「オール怪談・74」(220円)



 収録作品

・浜慎二「風は知らない」
「真面目で誠実な兄に、ヤクザな弟、そして、白血病で余命いくばくもない、年の離れた妹。
 兄がデパート等をいくつも経営する一方、弟はしがないトラック運転手。
 兄の財産に目をつけた弟は、兄が登山に行った際に、遭難させようとザイルに細工。
 弟の思惑通り、兄は雪山で遭難する。
 雪で方向を見失い、行き倒れた兄の目の前に、家で寝ているはずの妹の姿が現れる…」
 「怪談・40」(つばめ出版)からの再録。

・小島剛夕「眠れぬ墓標」
「八丈島からの赦免船を待つ志津。
 その船には、志津の恋人だった正太郎を殺したと疑われた冬吉が乗っていた。
 しかし、冬吉は発狂し、正太郎の死体も見つからず、事件は今も霧の中。
 真相を明らかにしたいと望む志津だが、もう一人、冬吉を待っていたものがいた。
 それは大工の棟領で、志津に横恋慕した彼は、冬吉の手を借りて、正太郎をノミで殺害し、地中に埋める。
 その際に、棟領は秘密を知った冬吉も殺そうとするが、失敗。
 だが、冬吉はその時の頭を強く打ち、発狂し、その結果、冬吉のみが疑われて、島流しにあったという経緯があった。
 冬吉が正気に返れば、己の罪が発覚するのは必至、棟領は冬吉をさらって、消そうとするが…」

データ抜粋:
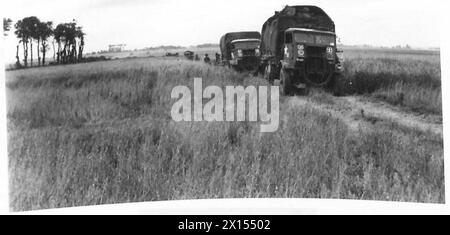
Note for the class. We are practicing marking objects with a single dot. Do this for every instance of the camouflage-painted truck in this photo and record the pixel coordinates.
(240, 50)
(299, 48)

出題 1:
出典の紹介文から、「兄の財産に目をつけた弟は、兄が登山に行った際に、遭難させようとザイルに細工。」を含む箇所で始め、「にあったという経緯があった。」で終わる部分をそのまま書き写せ。
出題 2:
紹介文にある「眠れぬ墓標」のあらすじで、棟領が冬吉をさらって消そうとするのはなぜか。紹介文が示す理由を一〜三文で説明せよ。
出題 3:
次の各文が紹介文の内容と合っているか、「はい」か「いいえ」で答え、根拠となる紹介文の語句をそのまま引用せよ。
(a) 「風は知らない」の弟は、兄の財産をねらっていた。
(b) 「眠れぬ墓標」では、正太郎の死体が見つかっている。
(c) 「風は知らない」は、この号のための新作である。

解答例 1:
兄の財産に目をつけた弟は、兄が登山に行った際に、遭難させようとザイルに細工。
 弟の思惑通り、兄は雪山で遭難する。
 雪で方向を見失い、行き倒れた兄の目の前に、家で寝ているはずの妹の姿が現れる…」
 「怪談・40」(つばめ出版)からの再録。

・小島剛夕「眠れぬ墓標」
「八丈島からの赦免船を待つ志津。
 その船には、志津の恋人だった正太郎を殺したと疑われた冬吉が乗っていた。
 しかし、冬吉は発狂し、正太郎の死体も見つからず、事件は今も霧の中。
 真相を明らかにしたいと望む志津だが、もう一人、冬吉を待っていたものがいた。
 それは大工の棟領で、志津に横恋慕した彼は、冬吉の手を借りて、正太郎をノミで殺害し、地中に埋める。
 その際に、棟領は秘密を知った冬吉も殺そうとするが、失敗。
 だが、冬吉はその時の頭を強く打ち、発狂し、その結果、冬吉のみが疑われて、島流しにあったという経緯があった。

解答例 2:
冬吉が正気に返れば、棟領自身の罪が発覚するのは必至だからである。

解答例 3:
(a) はい。「兄の財産に目をつけた弟は」
(b) いいえ。「正太郎の死体も見つからず」
(c) いいえ。「「怪談・40」(つばめ出版)からの再録。」